Print every line exactly as it appears in the material below.

-------- Data section

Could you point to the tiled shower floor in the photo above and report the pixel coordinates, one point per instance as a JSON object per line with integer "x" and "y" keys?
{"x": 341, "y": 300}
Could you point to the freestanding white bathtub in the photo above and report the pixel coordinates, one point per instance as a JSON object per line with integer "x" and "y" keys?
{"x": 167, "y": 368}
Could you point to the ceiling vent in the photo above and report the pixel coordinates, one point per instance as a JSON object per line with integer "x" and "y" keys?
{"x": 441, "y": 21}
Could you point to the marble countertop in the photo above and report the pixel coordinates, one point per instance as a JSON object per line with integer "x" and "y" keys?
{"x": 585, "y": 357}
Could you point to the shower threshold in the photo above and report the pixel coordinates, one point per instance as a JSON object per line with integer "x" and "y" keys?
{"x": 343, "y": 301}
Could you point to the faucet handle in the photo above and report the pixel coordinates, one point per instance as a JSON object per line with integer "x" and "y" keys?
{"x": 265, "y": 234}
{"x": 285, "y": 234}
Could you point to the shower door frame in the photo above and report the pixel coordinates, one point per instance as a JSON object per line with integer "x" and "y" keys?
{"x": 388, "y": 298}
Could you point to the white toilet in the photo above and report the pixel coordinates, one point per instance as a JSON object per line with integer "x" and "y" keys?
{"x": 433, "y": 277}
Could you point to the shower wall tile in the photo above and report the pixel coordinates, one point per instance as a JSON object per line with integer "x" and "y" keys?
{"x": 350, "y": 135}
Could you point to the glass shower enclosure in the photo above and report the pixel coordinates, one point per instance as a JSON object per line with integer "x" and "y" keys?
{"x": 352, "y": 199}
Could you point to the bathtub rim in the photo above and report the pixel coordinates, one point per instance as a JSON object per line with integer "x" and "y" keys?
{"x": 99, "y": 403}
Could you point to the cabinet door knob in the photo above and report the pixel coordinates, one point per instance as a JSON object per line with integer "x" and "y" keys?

----------------

#### [Expected output]
Could you point to the tiled shower floor in the photo above and report the pixel coordinates, one point per instance as a JSON object per line with integer "x" and "y" keys?
{"x": 341, "y": 300}
Could you point to the freestanding white bathtub in the photo above and report the pixel coordinates, one point per instance as a JSON object per line with integer "x" and "y" keys?
{"x": 167, "y": 368}
Could you point to the ceiling vent in the photo above and report the pixel coordinates, one point per instance as a JSON object per line with integer "x" and "y" keys?
{"x": 441, "y": 21}
Could you point to the marble countertop in the photo above and report the pixel coordinates, one point per instance as a JSON object per line with integer "x" and "y" keys?
{"x": 585, "y": 357}
Could you point to the shower threshold in the photo above and report the pixel coordinates, one point per instance as a JSON object per line with integer "x" and "y" keys?
{"x": 343, "y": 301}
Could you point to the faucet handle in the photo above and report the pixel coordinates, one point per instance as a JSON object per line with integer "x" and "y" keys?
{"x": 265, "y": 234}
{"x": 285, "y": 234}
Could you point to the shower door frame in the photo above and report the pixel coordinates, one point per instance as a JSON object per line with integer "x" and "y" keys?
{"x": 388, "y": 298}
Could you point to the white toilet in the photo above and report the pixel coordinates, one point per instance as a JSON object per line with integer "x" and "y" keys?
{"x": 433, "y": 277}
Could you point to the shower wall tile in the photo above and report the pixel coordinates, one point per instance as a JSON object per line with integer "x" and "y" keys?
{"x": 350, "y": 135}
Could you point to the glass shower enclosure in the photo above and report the pixel coordinates, one point per instance as a JSON object per line with integer "x" and "y" keys?
{"x": 352, "y": 199}
Could you point to the bathtub rim in the photo above and report the pixel coordinates, one point per instance as a JSON object per line with integer "x" and "y" keys?
{"x": 99, "y": 403}
Could you point to the cabinet door knob in the photo above and report the pixel coordinates, one point per instance as a JSON object per line with integer "x" and "y" keys?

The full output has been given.